### [Reading passage]
[Start of section]

According to an Associated Press report, the nuclear industry has said that it will more closely monitor and keep local and state officials informed about releases of radioactive water into ground water from power plants, though it says such releases have not posed a health risk.

The Nuclear Regulatory Commission (NRC) recently established a task force to look into releases of water containing tritium into ground water at a half dozen plants over the last decade, including three recently in Illinois, where the state has sued Exelon Corp., for violating state environmental laws because of the releases.

Ground water contamination on plant sites also has been reported at reactors in New York, Connecticut, Florida, California and Arizona, according to the Union of Concerned Scientists, a nuclear industry watchdog group.

Tritium, which can cause cancer with significant exposures, is a normal product of a nuclear reactor. The releases - except for one at Exelon's Braidwood, Ill. reactor - have been kept within plant boundaries. All are reported to have been below the federal health standard of 4 millirems for ground water.

Nevertheless, the releases of tritium-contaminated water into soil at power plants has been of concern to the NRC. Some of the leaks went undetected for as long as 12 years. They generally have occurred because of leaks in pipes or in some cases from the pools in which spent reactor fuel rods are kept.

"The new industry program recognizes that even though radioisotopes have not been detected off site at levels that would jeopardize public health, the industry should adopt a higher standard of excellence in radiation protection that goes beyond what NRC regulations required," says Ralph Andersen, Nuclear Energy Institute's chief health physicist.

[End of section]

### [Check your understanding]
1. Swap "leaks" for "spills" in the passage on tritium releases, starting with "Ground water contamination" and going on through "rods are kept.".
2. Decide whether each statement agrees with the passage on tritium releases, answering yes or no and quoting the deciding words: (a) The Union of Concerned Scientists is described as a nuclear industry watchdog group. (b) Every release was kept within plant boundaries. (c) Some of the leaks went undetected for as long as 20 years.
The lines that follow come from a separate source, unrelated to the passage above.

Data records
[Start of section]

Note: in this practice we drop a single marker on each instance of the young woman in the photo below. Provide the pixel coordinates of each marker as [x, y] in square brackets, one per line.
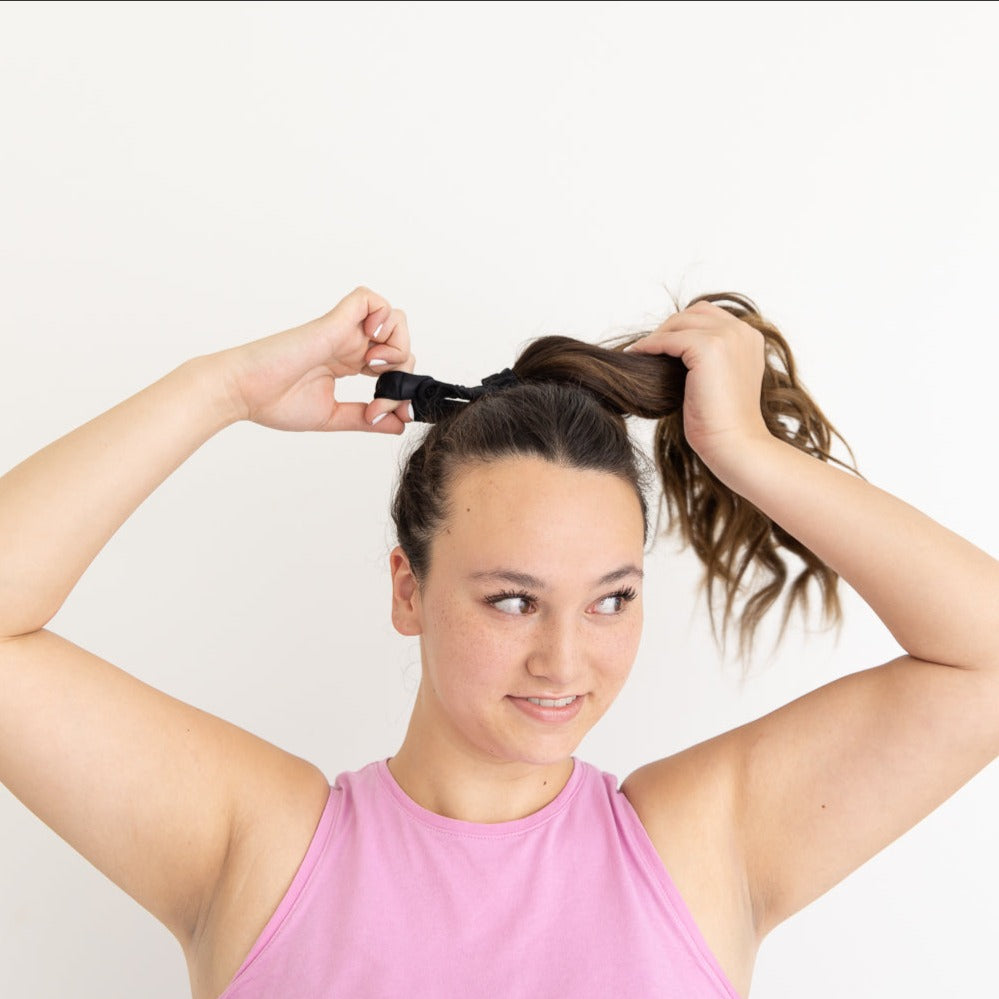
[483, 859]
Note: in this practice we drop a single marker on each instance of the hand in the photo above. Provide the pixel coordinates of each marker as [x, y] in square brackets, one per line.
[287, 381]
[724, 357]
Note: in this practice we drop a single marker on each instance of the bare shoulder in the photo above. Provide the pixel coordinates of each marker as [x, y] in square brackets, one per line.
[273, 827]
[686, 804]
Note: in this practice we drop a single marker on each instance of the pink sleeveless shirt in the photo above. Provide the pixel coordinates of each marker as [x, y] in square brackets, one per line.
[396, 902]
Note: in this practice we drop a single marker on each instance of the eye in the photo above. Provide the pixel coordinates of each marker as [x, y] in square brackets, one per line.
[512, 603]
[614, 603]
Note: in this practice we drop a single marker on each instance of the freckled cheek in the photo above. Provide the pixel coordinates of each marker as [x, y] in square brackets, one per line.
[464, 654]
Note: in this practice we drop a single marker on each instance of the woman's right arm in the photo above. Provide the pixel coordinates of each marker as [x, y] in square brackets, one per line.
[150, 790]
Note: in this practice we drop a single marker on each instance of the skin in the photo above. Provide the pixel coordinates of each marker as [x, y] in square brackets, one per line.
[205, 825]
[466, 736]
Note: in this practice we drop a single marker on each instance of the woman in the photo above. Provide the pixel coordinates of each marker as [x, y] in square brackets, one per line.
[482, 858]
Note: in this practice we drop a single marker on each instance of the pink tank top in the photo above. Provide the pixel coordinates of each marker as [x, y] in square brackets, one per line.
[395, 901]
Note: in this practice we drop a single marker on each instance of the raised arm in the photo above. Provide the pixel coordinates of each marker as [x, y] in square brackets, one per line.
[819, 786]
[151, 790]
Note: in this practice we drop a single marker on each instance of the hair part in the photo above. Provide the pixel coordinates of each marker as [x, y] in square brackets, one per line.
[571, 408]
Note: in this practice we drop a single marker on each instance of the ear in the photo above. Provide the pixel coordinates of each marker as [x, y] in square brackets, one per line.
[406, 617]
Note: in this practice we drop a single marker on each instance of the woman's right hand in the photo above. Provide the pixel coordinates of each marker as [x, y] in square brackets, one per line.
[287, 381]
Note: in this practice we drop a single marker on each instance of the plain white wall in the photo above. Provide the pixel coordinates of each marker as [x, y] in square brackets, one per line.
[178, 177]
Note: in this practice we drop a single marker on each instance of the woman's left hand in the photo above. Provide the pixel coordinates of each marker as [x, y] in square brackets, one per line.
[724, 358]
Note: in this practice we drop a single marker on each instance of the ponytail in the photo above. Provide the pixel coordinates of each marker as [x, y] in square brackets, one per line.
[742, 550]
[569, 404]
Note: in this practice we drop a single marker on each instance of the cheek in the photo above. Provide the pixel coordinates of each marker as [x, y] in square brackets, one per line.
[463, 653]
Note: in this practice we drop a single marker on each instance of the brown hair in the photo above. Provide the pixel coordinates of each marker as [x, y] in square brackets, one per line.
[570, 408]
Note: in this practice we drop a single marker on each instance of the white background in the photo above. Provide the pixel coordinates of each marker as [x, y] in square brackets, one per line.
[176, 178]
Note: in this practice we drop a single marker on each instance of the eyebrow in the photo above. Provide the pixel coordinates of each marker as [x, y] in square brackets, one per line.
[525, 579]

[End of section]

### [Solved tasks]
1.
Ground water contamination on plant sites also has been reported at reactors in New York, Connecticut, Florida, California and Arizona, according to the Union of Concerned Scientists, a nuclear industry watchdog group.

Tritium, which can cause cancer with significant exposures, is a normal product of a nuclear reactor. The releases - except for one at Exelon's Braidwood, Ill. reactor - have been kept within plant boundaries. All are reported to have been below the federal health standard of 4 millirems for ground water.

Nevertheless, the releases of tritium-contaminated water into soil at power plants has been of concern to the NRC. Some of the spills went undetected for as long as 12 years. They generally have occurred because of spills in pipes or in some cases from the pools in which spent reactor fuel rods are kept.

2.
(a) Yes: "a nuclear industry watchdog group"
(b) No: "except for one at Exelon's Braidwood, Ill. reactor"
(c) No: "Some of the leaks went undetected for as long as 12 years."